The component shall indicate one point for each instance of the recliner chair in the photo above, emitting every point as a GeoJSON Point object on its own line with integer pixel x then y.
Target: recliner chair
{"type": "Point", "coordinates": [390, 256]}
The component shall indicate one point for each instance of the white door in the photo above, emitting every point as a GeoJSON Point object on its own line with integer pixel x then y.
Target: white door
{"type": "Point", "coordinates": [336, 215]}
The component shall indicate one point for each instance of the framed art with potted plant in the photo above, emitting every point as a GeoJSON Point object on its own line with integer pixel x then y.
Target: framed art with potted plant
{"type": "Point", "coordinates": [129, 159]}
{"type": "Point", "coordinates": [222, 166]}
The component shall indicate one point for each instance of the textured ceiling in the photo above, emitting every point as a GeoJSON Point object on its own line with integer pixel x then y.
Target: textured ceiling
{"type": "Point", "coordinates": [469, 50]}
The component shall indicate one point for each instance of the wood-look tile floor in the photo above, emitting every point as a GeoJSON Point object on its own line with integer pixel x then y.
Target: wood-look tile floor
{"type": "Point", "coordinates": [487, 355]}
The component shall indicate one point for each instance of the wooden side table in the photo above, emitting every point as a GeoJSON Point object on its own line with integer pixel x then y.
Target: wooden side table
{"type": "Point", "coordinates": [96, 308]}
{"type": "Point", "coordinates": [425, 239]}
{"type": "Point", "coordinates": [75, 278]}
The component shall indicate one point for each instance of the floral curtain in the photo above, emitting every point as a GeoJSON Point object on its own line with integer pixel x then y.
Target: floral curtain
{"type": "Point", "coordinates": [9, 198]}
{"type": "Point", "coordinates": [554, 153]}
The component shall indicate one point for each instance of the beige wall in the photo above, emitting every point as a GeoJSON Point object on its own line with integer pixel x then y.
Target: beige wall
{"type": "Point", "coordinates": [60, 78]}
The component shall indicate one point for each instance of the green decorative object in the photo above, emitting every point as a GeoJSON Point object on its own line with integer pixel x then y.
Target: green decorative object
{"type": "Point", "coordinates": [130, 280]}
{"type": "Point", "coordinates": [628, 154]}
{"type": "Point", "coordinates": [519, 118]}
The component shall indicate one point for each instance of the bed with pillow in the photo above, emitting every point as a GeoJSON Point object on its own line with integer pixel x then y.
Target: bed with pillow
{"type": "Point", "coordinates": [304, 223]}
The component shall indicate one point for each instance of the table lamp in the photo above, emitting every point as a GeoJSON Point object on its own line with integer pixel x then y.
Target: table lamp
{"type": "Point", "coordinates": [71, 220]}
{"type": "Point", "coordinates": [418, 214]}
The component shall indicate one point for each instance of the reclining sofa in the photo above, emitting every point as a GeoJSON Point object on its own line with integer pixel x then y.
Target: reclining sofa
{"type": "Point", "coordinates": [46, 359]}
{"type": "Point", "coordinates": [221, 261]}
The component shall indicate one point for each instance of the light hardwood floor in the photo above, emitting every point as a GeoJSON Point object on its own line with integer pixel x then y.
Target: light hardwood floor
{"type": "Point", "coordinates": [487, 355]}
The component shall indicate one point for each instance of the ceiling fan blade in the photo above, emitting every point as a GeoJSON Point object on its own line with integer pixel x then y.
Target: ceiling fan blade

Directions for this task —
Please transcribe all of the entries above line by line, without changing a single character.

Complete answer —
The component shall indicate one point for each instance of the recliner chair in the photo above, emitting every point as a GeoJSON Point object on its own line with integer pixel x then y.
Target: recliner chair
{"type": "Point", "coordinates": [390, 256]}
The component shall indicate one point for each instance of the white door in the photo above, emitting every point as a GeoJSON Point object on its own line with integer pixel x then y.
Target: white door
{"type": "Point", "coordinates": [336, 215]}
The component shall indicate one point for each instance of the framed art with potted plant in the photo above, emitting every point as a GeoJSON Point object on its own line with integer pixel x then y.
Target: framed art with potted plant
{"type": "Point", "coordinates": [129, 159]}
{"type": "Point", "coordinates": [222, 166]}
The component shall indicate one point for each instance of the textured ceiling in the photo above, emitting every point as a GeoJSON Point object on its own line with integer pixel x then y.
Target: textured ceiling
{"type": "Point", "coordinates": [469, 50]}
The component shall indicate one point for each instance of the wood-look tile floor in the photo above, emitting every point as a GeoJSON Point object on its own line with integer pixel x then y.
Target: wood-look tile floor
{"type": "Point", "coordinates": [487, 355]}
The component shall indicate one point for each instance of the wooden side table in the photo above, emitting every point as a GeoJSON Point object on its own line with integer pixel x then y.
Target: wooden side table
{"type": "Point", "coordinates": [96, 308]}
{"type": "Point", "coordinates": [425, 239]}
{"type": "Point", "coordinates": [75, 278]}
The component shall indicate one point for each instance of the floral curtain in the photo above, emitting every point as a GeoJSON Point object on its own line with integer pixel x then y.
Target: floral curtain
{"type": "Point", "coordinates": [9, 198]}
{"type": "Point", "coordinates": [554, 153]}
The component shall indicate one point for each instance of the beige wall in the photo above, emitting every point as a GeoJSON Point object on its own line with integer pixel x then y.
Target: beige wall
{"type": "Point", "coordinates": [60, 78]}
The component shall indicate one point for each instance of the green decorative object in the photo above, emitting every point as a GeoJSON Point object on its own line with integer pixel x then y.
Target: green decorative object
{"type": "Point", "coordinates": [130, 280]}
{"type": "Point", "coordinates": [628, 154]}
{"type": "Point", "coordinates": [519, 118]}
The component shall indicate one point for each instance of the bed with pillow in the photo above, emitting every point as a GeoJSON Point object on its own line with integer pixel x then y.
Target: bed with pillow
{"type": "Point", "coordinates": [304, 223]}
The component shall indicate one point for each instance of the table lamp in the photo above, emitting every point as a GeoJSON Point object on its own line with integer pixel x then y.
Target: table lamp
{"type": "Point", "coordinates": [71, 220]}
{"type": "Point", "coordinates": [418, 214]}
The component shall indicate one point for each instance of the reclining sofa in the photo above, emitting every point as a GeoJSON Point object on its own line with integer pixel x then y.
Target: reclining sofa
{"type": "Point", "coordinates": [46, 359]}
{"type": "Point", "coordinates": [221, 261]}
The component shall indicate one point for each instance of the light hardwood floor in the photo above, emitting every point as a GeoJSON Point object on its own line with integer pixel x then y.
Target: light hardwood floor
{"type": "Point", "coordinates": [487, 355]}
The component shall indicate one point for each instance of the ceiling fan blade in the photo above, emitting every point as a GeoJSON Point object on its own line with integer pixel x then y.
Target: ceiling fan blade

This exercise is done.